Supplied text
## Begin

Multiple Meaning–Techno, An Artistic and Political Laboratory of the Present
Techno music is seen as an experimentation to overcome the sociocultural boundaries instituted in the social space. Techno is one of the more spectacular and mediatized aspects of contemporary culture. But is it more than mere entertainment, more than just an escape from a world that no ideology can claim to finalize? Like any fashion phenomenon, techno is the product of the human need for experimentation and the necessity to go beyond the limits and forms imposed on human existence. In terms of how it has appropriated technology for festive and aesthetic purposes, the techno movement could be considered as a sort of artistic and political laboratory of the present.

Michel Gaillot (1964-2020) was a philosopher, art critic and philosophy professor at ESACM (Ecole supérieure d'art de Clermont Métropole). He has also written numerous articles and given conferences in France and abroad on different issues relating to contemporary art and current political thought, in particular with regards to “l'être-en-commun” or “being-together” and community.

## End

Exercise requirements
- a) Summarize the passage on techno in two sentences.
- b) Pick up the passage on techno after its final sentence and continue it.

Stored rows
## Begin

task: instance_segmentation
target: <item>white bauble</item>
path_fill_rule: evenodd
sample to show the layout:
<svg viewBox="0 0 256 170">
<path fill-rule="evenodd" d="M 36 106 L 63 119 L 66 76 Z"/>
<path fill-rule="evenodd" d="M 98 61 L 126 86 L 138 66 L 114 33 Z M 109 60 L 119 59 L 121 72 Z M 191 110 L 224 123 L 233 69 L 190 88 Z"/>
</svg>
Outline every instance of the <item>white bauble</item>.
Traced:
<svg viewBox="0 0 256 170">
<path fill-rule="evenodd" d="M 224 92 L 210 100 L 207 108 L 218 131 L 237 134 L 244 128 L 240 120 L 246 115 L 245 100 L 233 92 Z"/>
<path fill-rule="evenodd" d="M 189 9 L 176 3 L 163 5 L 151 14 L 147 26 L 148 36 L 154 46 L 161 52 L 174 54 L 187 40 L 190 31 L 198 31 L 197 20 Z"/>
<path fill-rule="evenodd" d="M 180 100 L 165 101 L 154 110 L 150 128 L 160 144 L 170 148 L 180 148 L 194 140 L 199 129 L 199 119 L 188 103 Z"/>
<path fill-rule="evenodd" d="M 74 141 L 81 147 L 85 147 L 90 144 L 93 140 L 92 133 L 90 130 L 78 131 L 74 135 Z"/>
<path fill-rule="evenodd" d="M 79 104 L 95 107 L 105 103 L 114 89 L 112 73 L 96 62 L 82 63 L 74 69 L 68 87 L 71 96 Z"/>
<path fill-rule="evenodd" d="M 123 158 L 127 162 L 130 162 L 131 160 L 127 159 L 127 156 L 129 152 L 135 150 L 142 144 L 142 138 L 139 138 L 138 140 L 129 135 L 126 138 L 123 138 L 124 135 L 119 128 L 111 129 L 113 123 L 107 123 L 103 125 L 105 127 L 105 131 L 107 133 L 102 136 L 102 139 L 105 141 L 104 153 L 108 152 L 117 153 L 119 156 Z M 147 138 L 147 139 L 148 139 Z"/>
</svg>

## End

Answers for this exercise
- a) The passage presents techno as a spectacular, heavily mediatized part of contemporary culture that, like any fashion phenomenon, comes from the human need to experiment and to go beyond the limits imposed on existence. Because it has appropriated technology for festive and aesthetic purposes, techno could be considered an artistic and political laboratory of the present, and the passage also describes Michel Gaillot (1964-2020), a philosopher, art critic and philosophy professor at ESACM who wrote and lectured on contemporary art and political thought, particularly "being-together" and community.

- b)
In his book Multiple Meaning, which includes interviews with Michel Maffesoli and Jean-Luc Nancy, Gaillot ruminates on the subject: Without making it in any way its theme or one of its messages, techno music, in its noisy silence, seems to suggest that the socio-historical figures of the Sense no longer make sense, and can no longer fragment the world according to an ethnic and political partition that had previously distributed it into separate or opposing identities. This music would then be that of the common world, music eminently cosmopolitical... As we can see in raves - but also in many contemporary artistic practices - art and politics are no longer separated as if they defined heterogeneous operating fields, but are somehow united to each other in flexible and ephemeral collective arrangements forming around common sensations. Gaillot's discussion of techno connects its subversive spaces for participatory action to the historical lineage of the féte. Gaillot emphasizes the trance-inducing effect of dancing.

However, that there is such a convergence of art (arts and techniques) and politics does not mean that we are referred to an aestheticization of politics (community as a work of art), or even to a politicization of art (social art or critical art). This may only indicate to us that we still have to implement an art that is no longer just a representation of the Ideal, a technique that is no longer finalized exclusively by economic imperatives, and a political space that is no longer based on any truth. A whole program that basically refers to the possibility of inventing singularly and collectively an existence that would no longer be diverted from its "finitude" and its free deployment in the horizon of a mixed and a-territorial globality. It may well be for our time, for "we" who share it—regardless of the defenders of purity and the Ideal—both our task and our destiny.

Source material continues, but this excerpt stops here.